* START Reading text *

This week’s new single releases (28th July 2013) – Part 1

Part one of my round up of the new singles available for digital download this week.

Amplify Dot feat. Busta Rhymes – ‘I’m Good’
Just like last week’s ‘Best Song Ever’ the title leads itself to form part of the overall review of the song. Well, I won’t disappoint you, as Amplify Dot think’s she’s good, and she has a certain right to believe so as her flow is strong and the production work pulling the verse and chorus together is very well done, but outside of the catchy, funky chorus it’s very much business as usual from the venomous lyrics down to the expletive-led heavy Rhymes verse which then leads to another change in tempo. It’s an inconsistent song that has too many average bits to counteract its highs. (5/10)
Watch the video.

Backstreet Boys – ‘In A World Like This’
Backstreet’s Back, but is it any more than alright? From their upcoming eighth album, and following the delightfully titled promo single ‘Permanent Stain’, ‘In A World Like This’ is a more mature single from the Boys / men with a driving riff that pulls the song forward. It’s a perfectly nice song, but it’s as middle of the road as that sentence suggests. Back as a five-piece again, it lacks the joy and pure enjoyment of ‘Larger Than Life’ or ‘The Call’ but it’s not entirely a waste of time, as there’s something alluring about it and its pop sensibilities, tied in with some actual guitars that work their way into you. It’s hardly a Take That comeback, but it’s a fun enough musical distraction and is certainly a grower. (6/10)

* END Reading text *
* START Data entries *

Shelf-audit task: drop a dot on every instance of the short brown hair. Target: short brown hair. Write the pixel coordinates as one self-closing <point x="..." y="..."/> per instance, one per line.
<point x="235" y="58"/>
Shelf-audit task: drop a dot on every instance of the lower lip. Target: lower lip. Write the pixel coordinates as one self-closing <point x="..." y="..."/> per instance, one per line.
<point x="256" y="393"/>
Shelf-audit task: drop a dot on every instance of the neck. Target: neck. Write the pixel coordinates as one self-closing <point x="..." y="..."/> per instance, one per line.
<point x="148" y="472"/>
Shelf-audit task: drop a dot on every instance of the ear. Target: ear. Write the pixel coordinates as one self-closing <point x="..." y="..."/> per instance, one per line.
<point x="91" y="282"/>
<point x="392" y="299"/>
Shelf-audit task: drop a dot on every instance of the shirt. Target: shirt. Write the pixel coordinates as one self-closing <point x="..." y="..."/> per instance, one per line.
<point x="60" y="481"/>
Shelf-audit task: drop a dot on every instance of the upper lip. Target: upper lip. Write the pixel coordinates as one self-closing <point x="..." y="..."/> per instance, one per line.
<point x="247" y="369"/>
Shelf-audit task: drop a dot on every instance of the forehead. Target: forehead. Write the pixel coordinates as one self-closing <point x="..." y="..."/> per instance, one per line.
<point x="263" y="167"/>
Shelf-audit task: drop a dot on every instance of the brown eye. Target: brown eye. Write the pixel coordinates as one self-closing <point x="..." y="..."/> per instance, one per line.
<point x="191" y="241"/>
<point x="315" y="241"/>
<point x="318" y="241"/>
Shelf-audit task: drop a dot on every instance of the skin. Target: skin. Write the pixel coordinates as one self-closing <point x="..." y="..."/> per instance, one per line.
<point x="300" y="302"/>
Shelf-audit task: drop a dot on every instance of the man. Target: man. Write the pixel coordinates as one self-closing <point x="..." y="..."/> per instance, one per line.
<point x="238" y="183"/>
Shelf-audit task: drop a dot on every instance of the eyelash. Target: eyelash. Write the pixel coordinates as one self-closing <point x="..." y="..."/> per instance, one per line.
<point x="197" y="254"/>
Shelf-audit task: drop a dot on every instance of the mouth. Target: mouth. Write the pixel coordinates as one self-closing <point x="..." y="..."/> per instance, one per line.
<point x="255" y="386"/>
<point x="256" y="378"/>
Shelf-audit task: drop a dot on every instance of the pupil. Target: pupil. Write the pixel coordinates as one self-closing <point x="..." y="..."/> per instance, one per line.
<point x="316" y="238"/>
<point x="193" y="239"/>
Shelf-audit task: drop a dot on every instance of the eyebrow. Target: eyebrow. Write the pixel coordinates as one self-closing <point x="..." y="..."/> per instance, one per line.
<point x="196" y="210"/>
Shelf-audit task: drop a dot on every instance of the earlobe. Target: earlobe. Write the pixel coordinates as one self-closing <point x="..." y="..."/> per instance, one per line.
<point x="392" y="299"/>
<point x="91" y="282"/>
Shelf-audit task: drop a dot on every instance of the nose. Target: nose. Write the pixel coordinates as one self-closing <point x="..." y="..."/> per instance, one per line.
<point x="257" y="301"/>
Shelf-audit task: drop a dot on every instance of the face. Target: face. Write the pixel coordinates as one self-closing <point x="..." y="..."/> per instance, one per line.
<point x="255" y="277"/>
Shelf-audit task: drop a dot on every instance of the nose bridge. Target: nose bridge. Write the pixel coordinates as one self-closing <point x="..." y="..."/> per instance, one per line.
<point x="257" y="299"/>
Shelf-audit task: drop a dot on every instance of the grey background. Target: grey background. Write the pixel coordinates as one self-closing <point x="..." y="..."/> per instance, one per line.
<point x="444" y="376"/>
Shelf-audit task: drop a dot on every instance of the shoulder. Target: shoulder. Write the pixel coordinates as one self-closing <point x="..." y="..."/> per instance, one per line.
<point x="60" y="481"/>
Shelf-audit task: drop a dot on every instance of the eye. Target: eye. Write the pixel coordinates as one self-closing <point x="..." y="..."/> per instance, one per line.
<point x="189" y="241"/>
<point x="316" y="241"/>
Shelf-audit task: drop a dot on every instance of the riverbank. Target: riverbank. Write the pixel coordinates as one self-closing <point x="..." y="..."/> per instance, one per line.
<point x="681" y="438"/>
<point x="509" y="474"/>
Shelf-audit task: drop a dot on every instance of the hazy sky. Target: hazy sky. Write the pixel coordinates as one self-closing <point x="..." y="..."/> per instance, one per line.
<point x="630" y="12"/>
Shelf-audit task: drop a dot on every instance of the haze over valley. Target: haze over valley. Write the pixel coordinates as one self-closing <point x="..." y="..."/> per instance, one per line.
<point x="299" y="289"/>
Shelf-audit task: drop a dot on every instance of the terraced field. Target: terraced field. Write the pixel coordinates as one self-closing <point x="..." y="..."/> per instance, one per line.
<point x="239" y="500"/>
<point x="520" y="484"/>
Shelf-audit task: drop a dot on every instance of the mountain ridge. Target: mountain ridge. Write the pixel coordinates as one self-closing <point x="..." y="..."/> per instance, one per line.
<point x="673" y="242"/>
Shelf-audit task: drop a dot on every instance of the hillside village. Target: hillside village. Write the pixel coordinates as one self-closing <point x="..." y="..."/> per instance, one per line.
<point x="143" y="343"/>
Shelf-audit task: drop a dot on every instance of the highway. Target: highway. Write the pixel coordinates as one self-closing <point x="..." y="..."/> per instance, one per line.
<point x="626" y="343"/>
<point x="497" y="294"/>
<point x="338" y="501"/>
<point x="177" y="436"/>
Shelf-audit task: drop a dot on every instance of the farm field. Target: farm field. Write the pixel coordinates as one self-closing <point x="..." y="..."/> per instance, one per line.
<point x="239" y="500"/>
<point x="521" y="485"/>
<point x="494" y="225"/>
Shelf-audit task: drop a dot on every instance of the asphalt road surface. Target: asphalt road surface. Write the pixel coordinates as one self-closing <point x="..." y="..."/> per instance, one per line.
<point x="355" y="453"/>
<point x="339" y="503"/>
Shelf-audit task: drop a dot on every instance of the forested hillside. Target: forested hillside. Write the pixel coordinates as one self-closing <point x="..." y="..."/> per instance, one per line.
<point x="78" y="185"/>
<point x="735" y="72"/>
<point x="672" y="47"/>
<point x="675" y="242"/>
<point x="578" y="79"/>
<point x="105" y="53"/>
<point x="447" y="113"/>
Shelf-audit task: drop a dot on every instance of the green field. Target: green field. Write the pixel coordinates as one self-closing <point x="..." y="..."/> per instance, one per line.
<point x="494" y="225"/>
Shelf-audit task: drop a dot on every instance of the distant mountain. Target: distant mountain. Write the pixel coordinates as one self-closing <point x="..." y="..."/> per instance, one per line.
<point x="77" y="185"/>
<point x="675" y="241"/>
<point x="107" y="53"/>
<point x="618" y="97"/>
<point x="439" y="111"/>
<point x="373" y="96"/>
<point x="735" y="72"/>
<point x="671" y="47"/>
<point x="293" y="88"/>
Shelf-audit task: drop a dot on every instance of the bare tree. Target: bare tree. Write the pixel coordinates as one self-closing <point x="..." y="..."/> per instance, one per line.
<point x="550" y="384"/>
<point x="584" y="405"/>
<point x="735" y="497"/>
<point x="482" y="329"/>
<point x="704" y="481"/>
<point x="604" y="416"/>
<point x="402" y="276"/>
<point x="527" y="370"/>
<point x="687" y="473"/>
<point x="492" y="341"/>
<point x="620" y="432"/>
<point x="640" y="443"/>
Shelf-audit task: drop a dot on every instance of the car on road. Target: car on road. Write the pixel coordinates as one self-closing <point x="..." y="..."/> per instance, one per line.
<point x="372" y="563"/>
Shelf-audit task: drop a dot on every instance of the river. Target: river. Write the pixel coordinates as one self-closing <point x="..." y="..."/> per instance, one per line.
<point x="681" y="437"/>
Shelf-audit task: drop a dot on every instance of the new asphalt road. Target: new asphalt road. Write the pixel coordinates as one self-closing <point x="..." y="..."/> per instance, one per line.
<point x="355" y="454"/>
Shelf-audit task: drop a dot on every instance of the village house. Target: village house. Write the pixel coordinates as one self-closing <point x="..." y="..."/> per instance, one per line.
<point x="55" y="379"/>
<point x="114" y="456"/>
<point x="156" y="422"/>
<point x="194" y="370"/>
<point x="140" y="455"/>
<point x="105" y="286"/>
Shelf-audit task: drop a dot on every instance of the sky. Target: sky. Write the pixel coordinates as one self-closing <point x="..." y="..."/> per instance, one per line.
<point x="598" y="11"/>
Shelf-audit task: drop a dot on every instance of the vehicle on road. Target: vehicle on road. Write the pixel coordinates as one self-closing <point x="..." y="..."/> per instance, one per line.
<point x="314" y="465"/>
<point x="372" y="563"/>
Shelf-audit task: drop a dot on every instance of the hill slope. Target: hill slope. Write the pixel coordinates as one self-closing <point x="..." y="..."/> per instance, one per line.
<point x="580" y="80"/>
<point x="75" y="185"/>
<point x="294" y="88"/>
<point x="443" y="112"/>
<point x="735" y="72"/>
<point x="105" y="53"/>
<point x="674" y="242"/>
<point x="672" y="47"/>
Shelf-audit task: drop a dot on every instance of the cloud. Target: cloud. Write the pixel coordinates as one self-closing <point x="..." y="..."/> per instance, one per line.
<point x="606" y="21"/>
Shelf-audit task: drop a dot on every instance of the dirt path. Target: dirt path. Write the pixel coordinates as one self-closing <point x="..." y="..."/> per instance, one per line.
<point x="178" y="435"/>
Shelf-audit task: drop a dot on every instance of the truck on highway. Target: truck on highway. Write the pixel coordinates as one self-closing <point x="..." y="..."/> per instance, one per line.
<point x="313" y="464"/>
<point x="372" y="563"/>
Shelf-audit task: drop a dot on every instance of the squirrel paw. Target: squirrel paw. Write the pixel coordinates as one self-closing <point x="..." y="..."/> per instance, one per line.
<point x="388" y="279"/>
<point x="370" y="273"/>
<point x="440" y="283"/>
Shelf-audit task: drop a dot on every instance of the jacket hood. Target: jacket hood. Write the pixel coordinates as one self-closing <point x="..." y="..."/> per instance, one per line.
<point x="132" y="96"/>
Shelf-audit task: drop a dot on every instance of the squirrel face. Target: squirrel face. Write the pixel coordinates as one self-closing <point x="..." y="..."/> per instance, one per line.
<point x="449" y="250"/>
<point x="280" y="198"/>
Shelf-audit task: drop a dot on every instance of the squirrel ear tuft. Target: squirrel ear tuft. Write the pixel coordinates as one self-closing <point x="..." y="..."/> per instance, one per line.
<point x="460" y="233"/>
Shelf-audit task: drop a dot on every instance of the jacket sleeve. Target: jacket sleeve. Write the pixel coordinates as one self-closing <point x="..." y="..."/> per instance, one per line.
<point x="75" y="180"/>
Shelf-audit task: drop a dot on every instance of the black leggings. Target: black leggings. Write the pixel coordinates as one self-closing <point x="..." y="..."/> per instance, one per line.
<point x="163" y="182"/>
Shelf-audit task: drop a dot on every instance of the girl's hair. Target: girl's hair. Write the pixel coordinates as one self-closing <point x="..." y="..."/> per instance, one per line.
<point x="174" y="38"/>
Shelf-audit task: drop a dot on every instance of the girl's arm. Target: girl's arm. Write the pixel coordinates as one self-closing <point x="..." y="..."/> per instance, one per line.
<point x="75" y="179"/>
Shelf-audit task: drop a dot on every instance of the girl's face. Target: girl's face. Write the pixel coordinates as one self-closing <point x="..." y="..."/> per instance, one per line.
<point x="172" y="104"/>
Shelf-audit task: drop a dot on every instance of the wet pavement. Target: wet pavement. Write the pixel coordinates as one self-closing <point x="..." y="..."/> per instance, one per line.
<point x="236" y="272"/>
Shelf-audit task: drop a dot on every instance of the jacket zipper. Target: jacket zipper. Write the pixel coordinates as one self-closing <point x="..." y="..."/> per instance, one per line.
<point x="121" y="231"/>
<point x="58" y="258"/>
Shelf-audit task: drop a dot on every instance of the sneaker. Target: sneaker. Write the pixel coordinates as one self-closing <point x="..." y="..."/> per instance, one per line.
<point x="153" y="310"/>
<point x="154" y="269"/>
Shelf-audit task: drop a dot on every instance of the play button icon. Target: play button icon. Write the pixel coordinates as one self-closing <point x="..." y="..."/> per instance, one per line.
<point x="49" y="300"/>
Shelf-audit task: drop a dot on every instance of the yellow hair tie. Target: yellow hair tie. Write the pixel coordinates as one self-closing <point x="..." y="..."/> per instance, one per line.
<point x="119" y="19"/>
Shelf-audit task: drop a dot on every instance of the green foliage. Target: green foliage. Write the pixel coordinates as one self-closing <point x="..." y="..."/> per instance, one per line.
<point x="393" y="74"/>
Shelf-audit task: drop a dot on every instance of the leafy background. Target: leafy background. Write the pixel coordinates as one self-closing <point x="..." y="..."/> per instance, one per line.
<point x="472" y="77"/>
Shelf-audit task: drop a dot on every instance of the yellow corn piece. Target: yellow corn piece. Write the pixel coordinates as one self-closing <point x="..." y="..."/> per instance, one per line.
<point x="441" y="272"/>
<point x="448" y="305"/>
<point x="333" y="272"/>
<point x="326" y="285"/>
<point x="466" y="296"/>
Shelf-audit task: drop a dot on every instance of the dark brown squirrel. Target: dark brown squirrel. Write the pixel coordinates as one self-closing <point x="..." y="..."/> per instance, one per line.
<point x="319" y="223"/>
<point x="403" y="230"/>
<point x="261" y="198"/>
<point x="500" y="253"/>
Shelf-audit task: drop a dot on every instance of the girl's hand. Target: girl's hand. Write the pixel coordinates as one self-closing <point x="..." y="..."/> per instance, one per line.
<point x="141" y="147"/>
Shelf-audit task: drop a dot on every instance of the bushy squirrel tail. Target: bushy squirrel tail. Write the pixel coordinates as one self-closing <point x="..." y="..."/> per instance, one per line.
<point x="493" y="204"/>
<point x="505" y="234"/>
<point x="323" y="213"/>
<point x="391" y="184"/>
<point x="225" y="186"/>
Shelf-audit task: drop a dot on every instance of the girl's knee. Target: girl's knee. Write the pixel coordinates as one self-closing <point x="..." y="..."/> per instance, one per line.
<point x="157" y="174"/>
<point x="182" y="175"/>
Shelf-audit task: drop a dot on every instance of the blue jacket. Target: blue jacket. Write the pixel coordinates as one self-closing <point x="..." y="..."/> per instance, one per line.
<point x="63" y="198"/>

* END Data entries *

#### [Set task]
Decide whether each statement agrees with the singles review, answering yes or no and quoting the deciding words: (a) 'I'm Good' receives a score of 6/10. (b) 'In A World Like This' comes from the Backstreet Boys' upcoming eighth album. (c) 'In A World Like This' matches the joy of 'Larger Than Life'. This data comes from a different source than the singles review.

#### [Task output]
(a) No: "(5/10)"
(b) Yes: "From their upcoming eighth album"
(c) No: "it lacks the joy and pure enjoyment of ‘Larger Than Life’ or ‘The Call’"